Please copy all the rows below word for word, leaving the pictures out of your answer.

(Point annotation data)
#####
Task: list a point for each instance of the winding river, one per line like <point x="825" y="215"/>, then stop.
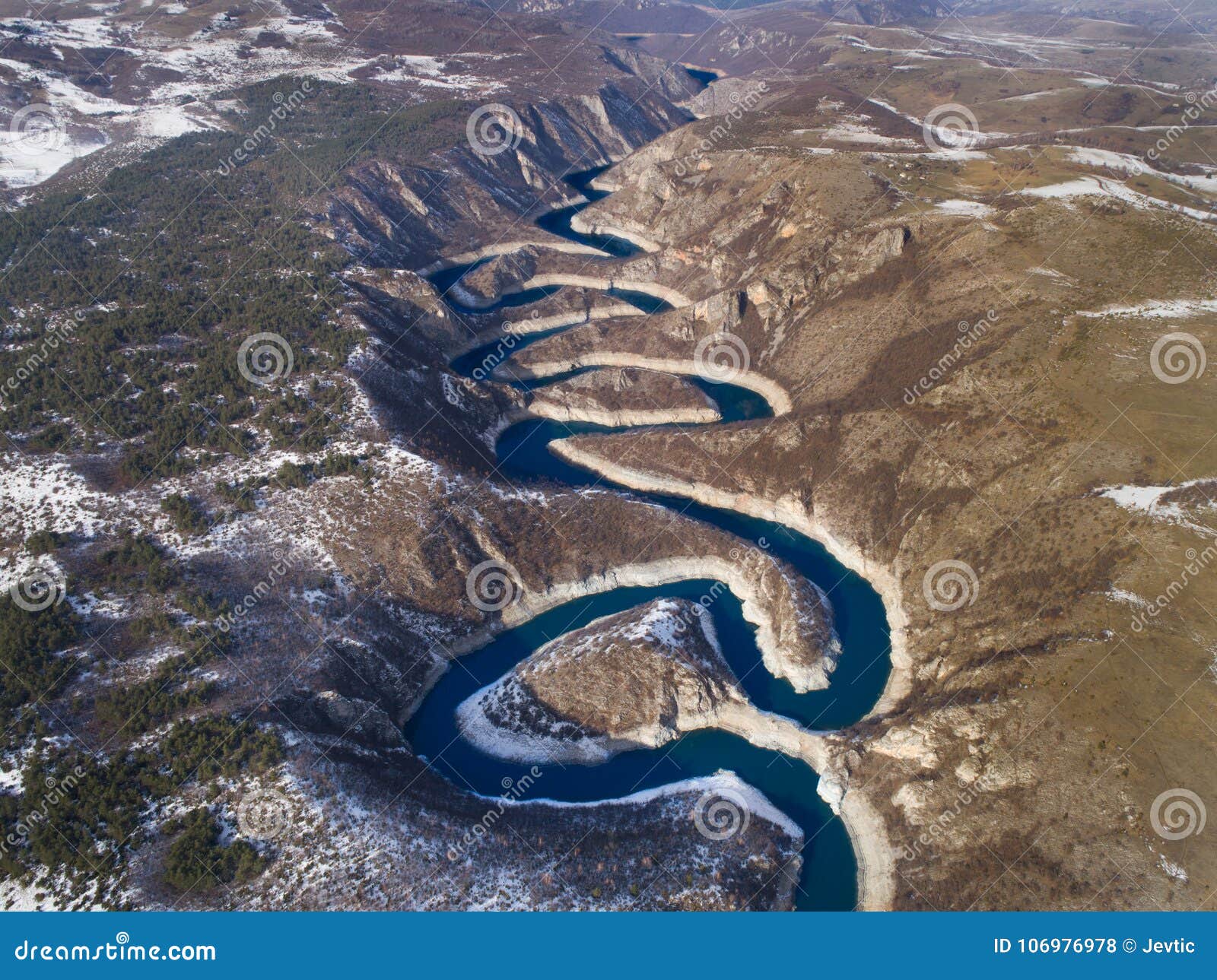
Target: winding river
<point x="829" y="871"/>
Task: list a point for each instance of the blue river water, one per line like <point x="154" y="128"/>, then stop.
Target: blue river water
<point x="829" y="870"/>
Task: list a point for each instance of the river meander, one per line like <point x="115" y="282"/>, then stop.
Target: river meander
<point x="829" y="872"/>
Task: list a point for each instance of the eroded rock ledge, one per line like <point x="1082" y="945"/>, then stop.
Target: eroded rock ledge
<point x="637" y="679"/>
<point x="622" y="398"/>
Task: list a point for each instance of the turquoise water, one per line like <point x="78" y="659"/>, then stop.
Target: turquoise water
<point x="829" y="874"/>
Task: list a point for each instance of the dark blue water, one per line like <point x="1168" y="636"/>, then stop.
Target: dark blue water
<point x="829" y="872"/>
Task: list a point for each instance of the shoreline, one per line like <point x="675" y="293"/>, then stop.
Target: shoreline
#####
**Response**
Task: list a point for each instance of the winding river, one per line like <point x="825" y="215"/>, then stop.
Target: winding river
<point x="829" y="871"/>
Task: list a point for each instance of the blue river water, one per line like <point x="154" y="128"/>, then stop.
Target: blue river water
<point x="829" y="870"/>
Task: list a point for each instance of the river meander, one per line like <point x="115" y="282"/>, then stop.
Target: river meander
<point x="829" y="872"/>
Task: list a point for each instance of the eroded rock ledge, one per line like <point x="1082" y="945"/>, then stop.
Target: eroded rock ledge
<point x="637" y="679"/>
<point x="622" y="398"/>
Task: list a point for each instance of the turquoise water, one per line like <point x="78" y="659"/>, then stop.
Target: turquoise water
<point x="829" y="874"/>
Task: list a point for each instance of the dark blue water, one per line like <point x="1168" y="636"/>, then stop.
Target: dark blue water
<point x="829" y="872"/>
Task: list a point for each instance of the shoreline, one per line like <point x="675" y="293"/>, then stop.
Target: shoreline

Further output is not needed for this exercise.